TASK GOAL ->
Using the material below, return exactly the lines between the one holding "Could you kindly indicate each instance of the black trousers" and the one holding "Could you kindly indicate each instance of the white", inclusive, and no others.

TASK INPUTS ->

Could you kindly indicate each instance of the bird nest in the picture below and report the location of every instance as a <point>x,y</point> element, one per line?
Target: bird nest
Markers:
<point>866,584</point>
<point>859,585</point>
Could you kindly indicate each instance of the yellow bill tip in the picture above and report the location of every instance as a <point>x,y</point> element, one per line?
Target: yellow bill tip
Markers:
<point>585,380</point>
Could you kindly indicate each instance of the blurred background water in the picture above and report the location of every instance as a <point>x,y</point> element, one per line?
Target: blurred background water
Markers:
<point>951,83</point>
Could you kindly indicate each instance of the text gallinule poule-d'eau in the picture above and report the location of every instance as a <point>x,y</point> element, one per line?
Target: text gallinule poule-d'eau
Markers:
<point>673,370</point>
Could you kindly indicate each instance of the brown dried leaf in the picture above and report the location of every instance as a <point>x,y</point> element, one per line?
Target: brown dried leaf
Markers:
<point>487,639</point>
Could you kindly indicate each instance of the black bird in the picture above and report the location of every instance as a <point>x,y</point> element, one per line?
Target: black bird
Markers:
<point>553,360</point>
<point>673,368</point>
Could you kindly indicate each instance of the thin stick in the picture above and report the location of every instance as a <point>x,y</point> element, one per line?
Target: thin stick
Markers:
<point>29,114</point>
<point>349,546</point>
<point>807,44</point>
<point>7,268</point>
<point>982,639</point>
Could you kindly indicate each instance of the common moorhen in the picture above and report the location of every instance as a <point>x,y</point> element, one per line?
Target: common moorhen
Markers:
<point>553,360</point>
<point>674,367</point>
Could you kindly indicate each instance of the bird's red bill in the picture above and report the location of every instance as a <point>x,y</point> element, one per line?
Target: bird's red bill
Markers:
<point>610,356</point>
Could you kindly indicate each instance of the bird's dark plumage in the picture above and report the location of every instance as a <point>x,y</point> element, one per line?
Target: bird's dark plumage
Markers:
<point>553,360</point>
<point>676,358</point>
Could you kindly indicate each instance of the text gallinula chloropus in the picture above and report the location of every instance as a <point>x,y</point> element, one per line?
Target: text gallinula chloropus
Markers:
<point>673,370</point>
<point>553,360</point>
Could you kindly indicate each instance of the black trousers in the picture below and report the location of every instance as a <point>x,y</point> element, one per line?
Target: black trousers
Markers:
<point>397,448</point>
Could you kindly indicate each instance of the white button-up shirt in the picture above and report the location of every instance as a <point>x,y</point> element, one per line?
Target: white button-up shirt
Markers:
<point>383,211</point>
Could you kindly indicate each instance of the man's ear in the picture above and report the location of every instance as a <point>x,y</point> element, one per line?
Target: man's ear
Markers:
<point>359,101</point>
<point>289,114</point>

EXERCISE RESPONSE ->
Could you kindly indicate each instance of the black trousers in the picture below and report the location of every instance as a <point>x,y</point> element, one per line?
Target: black trousers
Markers:
<point>397,448</point>
Could you kindly indicate each instance of the white button-up shirt in the picture above and report the location of every instance as a <point>x,y</point> element, one per line?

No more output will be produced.